SELECTED TEXT:
***
The more we are paid, the greater the sense of Bliss we have around work. A sense of happiness around the place that we can spend 40 plus hours of our week, goes a long way towards our overall happiness. Higher pay can also enable a greater sense of value, appreciation, and even feelings of affirmation that we are “good at” what we do.
While money alone does not guarantee Happiness, it can be used as a tool to purchase each of the 4 Types of Happiness.
While each type provides a different quality of happiness, most of us are after a life that includes all 4 Types. Let’s explore how to use our dollars as a tool to have a greater sense of happiness.
- Type 1 Happiness: Ephemeral Pleasures – This type of happiness is short lived and can be purchased through things like ice cream cones, nights out with friends, new clothes, nice dinners, or fun experiences like concerts. This is the most common and easiest means of buying happiness.
- Type 2 Happiness: Flow – This type of happiness is found in doing activities that engage us. We can purchase this type of happiness through experiences like rock climbing, horseback riding, skiing, or activities that enable us to get “lost in the moment.”
- Type 3 Happiness: Perspective – This type of happiness is found in achieving a deeper sense of peace, acceptance, and self-awareness. We can purchase this type of happiness through things that give us a new sense of perspective like peak experiences, relationship workshops, meditation retreats, or personal growth seminars.
Purchasing Meaning and Joy
While the fourth type of happiness is the hardest to tap into through money, the return on investment is the largest. This type of happiness is deeper, longer-lasting, and referred to as joy. While tapping into joy, we are also creating a more Meaningful life that leads to us feeling a deeper sense of fulfillment.
- Service – A common way we use money as a form of service is by giving to causes or values we care about. A few examples are mission trips, giving to those in need, or supporting charities we find meaningful.
- Love – We can tap into this cornerstone through using money to express or enable a deeper sense of love for ourselves or others. Gift giving (one of the 5 Love Languages) is a common form. We can also spend money on things like therapy that enable us a deeper ability to give or receive love. Love can also benefit from more quality time with loved ones or memorable experiences.
- Discovery – We can tap into this cornerstone through purchasing experiences that enable us to better know ourselves. Common examples are found in trying things out like music, textile art, personal growth experiences, travel, etc.
- Expression – We can tap into this cornerstone through using money as an expression of our values, beliefs, or selves. A common way of using money as a form of expression is through creativity, such as art lessons, ballet lessons, or purchasing things that we find beautiful. We all want to express ourselves, and having money allows us the time and capacity to do so. Even the way we dress, our grocery choices, or the way we decorate our homes can be forms of expression.
***
RECORD EXTRACTS:
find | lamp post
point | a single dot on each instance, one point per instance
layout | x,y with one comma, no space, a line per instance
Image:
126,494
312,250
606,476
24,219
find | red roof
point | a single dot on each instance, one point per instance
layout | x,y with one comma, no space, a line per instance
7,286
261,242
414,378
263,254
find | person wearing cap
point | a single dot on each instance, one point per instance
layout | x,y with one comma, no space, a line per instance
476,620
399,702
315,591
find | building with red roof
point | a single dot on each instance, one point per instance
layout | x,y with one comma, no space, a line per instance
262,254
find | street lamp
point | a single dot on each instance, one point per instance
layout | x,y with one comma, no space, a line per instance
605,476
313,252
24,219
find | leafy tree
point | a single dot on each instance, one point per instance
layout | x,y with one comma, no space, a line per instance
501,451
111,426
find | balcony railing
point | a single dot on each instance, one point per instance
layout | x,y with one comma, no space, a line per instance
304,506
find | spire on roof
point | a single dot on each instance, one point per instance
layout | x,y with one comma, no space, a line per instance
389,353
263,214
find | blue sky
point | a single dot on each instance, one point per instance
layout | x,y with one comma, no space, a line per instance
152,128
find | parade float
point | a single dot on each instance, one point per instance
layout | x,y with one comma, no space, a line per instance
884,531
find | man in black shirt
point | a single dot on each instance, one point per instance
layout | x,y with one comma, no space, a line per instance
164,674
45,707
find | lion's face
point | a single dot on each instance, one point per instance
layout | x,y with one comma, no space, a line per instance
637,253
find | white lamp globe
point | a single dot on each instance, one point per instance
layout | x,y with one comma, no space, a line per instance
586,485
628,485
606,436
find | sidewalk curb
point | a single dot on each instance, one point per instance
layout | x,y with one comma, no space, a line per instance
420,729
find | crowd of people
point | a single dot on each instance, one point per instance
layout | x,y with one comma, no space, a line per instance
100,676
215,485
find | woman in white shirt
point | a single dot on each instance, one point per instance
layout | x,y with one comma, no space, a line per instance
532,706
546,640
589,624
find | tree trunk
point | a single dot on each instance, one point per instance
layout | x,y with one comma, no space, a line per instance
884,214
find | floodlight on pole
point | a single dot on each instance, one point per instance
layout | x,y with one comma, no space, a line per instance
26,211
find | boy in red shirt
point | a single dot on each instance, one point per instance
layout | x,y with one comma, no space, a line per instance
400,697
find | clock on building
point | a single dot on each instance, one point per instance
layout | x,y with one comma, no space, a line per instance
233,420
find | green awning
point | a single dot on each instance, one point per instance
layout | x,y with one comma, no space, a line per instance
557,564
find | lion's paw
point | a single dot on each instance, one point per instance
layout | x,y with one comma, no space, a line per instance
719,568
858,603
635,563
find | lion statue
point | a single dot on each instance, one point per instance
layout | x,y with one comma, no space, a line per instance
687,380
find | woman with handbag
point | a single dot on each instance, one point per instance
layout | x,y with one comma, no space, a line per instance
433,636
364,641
***
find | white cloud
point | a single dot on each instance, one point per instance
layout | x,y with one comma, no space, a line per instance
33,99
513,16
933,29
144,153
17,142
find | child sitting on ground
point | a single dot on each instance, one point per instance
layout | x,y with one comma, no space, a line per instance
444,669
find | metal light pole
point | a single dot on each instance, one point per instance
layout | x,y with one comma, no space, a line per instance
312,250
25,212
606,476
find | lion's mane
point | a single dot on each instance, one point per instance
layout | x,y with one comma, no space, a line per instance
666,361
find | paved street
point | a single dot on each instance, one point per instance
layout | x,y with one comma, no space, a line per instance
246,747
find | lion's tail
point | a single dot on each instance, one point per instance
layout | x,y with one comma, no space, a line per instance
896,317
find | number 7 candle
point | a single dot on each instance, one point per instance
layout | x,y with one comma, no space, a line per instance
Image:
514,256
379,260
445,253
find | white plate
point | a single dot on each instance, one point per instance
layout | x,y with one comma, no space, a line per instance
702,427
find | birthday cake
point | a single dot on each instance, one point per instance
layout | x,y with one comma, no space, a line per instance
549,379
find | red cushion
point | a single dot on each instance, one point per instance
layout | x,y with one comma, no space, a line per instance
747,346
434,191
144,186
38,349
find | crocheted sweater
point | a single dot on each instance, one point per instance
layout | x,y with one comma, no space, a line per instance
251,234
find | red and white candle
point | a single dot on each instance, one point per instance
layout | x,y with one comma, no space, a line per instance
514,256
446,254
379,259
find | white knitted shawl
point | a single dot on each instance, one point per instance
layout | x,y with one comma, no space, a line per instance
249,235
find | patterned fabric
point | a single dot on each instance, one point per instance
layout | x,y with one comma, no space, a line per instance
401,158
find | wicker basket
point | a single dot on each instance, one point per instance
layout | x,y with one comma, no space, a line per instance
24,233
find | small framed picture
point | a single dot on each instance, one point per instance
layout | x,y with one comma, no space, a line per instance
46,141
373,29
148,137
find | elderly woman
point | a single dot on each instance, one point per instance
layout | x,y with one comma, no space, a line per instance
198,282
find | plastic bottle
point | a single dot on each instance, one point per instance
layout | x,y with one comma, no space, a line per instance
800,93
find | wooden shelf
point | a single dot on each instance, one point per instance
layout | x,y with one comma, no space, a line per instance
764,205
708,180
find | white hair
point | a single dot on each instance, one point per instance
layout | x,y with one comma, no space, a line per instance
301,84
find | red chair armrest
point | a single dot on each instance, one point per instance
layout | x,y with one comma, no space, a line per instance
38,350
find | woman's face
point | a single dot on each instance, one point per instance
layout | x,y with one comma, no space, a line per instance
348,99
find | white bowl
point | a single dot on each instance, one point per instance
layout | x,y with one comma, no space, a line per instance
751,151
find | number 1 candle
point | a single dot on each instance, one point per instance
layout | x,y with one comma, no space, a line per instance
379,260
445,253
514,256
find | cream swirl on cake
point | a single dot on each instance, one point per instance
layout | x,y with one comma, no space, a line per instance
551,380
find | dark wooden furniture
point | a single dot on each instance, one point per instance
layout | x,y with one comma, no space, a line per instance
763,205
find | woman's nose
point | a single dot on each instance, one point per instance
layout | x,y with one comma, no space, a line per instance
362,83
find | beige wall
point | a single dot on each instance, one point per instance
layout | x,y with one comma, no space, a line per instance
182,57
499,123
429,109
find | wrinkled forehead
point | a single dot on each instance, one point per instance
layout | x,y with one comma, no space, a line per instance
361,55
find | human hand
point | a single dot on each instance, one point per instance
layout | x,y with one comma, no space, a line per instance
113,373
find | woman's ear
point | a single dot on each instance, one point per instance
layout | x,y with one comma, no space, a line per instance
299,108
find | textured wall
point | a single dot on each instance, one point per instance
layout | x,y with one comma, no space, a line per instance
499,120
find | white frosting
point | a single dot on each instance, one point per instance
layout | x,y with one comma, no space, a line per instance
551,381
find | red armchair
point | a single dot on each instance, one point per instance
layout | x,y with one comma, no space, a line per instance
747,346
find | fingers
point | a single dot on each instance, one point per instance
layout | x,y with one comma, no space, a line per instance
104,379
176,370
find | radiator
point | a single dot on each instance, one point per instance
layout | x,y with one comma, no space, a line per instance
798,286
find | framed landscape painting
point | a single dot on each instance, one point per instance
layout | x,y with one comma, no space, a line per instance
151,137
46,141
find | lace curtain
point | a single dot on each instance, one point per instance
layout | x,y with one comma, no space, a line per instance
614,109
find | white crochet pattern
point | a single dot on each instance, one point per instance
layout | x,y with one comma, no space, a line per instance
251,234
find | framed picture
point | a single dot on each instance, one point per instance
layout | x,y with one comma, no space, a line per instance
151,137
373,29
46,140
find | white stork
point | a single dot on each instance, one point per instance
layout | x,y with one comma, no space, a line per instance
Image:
***
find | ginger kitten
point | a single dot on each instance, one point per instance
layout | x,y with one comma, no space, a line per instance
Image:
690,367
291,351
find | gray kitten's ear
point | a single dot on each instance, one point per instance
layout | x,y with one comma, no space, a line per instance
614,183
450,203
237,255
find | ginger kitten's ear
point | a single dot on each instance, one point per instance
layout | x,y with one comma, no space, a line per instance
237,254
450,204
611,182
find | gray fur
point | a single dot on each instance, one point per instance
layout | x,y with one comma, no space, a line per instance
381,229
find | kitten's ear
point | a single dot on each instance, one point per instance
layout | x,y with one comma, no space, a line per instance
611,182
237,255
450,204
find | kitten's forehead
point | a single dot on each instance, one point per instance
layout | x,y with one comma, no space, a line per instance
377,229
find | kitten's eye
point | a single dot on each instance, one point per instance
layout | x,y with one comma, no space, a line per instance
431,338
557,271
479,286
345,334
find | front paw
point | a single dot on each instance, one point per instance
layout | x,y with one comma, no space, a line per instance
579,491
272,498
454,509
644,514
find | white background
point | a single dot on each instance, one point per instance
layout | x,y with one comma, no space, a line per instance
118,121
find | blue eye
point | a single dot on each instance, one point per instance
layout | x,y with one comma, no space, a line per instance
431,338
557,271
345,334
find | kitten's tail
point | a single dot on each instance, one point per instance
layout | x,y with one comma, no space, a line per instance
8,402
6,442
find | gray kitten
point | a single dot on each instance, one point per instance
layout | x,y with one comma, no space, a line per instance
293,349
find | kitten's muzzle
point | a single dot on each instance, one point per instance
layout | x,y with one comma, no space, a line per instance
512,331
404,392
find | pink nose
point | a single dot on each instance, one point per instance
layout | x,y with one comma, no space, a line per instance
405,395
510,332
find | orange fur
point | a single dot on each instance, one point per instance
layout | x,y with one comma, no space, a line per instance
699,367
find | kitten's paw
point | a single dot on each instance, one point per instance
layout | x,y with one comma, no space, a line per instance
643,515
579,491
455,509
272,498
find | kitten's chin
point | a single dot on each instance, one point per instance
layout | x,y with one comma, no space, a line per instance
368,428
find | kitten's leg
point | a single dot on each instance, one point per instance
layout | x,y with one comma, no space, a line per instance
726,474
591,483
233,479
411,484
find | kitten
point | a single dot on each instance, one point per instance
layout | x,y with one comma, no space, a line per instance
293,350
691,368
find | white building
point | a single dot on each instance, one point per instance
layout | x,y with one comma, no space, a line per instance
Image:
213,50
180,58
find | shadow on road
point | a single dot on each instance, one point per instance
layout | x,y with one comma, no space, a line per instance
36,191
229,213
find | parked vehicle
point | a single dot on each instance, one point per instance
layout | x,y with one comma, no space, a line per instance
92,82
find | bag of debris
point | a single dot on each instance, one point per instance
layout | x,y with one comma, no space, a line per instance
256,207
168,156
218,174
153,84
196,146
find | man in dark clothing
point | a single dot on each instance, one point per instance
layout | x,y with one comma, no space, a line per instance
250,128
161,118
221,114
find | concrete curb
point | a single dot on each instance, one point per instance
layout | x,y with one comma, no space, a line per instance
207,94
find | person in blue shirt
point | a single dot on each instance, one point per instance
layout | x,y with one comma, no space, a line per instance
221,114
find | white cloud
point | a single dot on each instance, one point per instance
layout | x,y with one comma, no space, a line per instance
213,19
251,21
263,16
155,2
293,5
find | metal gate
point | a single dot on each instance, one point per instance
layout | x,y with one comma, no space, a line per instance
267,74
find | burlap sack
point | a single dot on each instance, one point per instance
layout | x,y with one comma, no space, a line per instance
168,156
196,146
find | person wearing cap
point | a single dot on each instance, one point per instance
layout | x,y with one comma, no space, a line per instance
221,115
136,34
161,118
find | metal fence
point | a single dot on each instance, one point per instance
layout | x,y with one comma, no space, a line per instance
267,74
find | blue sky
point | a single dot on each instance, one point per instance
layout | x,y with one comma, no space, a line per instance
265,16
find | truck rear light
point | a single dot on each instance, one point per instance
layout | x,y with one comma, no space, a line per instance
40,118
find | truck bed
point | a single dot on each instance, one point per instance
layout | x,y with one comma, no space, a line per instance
***
WORK ORDER 1: Summarize the text on money and happiness in two sentences.
WORK ORDER 2: Reproduce word for word the passage of the text on money and happiness from "- Type 3 Happiness: Perspective" to "sense of fulfillment.".

TASK ANSWER 1: Money does not guarantee happiness, but it can be used as a tool to purchase each of four types of happiness: ephemeral pleasures, flow, perspective, and a deeper, longer-lasting joy tied to a meaningful life. This fourth type is the hardest to reach through money but offers the largest return, and it can be tapped by spending on service, love, discovery, and expression.

TASK ANSWER 2:
- Type 3 Happiness: Perspective – This type of happiness is found in achieving a deeper sense of peace, acceptance, and self-awareness. We can purchase this type of happiness through things that give us a new sense of perspective like peak experiences, relationship workshops, meditation retreats, or personal growth seminars.
Purchasing Meaning and Joy
While the fourth type of happiness is the hardest to tap into through money, the return on investment is the largest. This type of happiness is deeper, longer-lasting, and referred to as joy. While tapping into joy, we are also creating a more Meaningful life that leads to us feeling a deeper sense of fulfillment.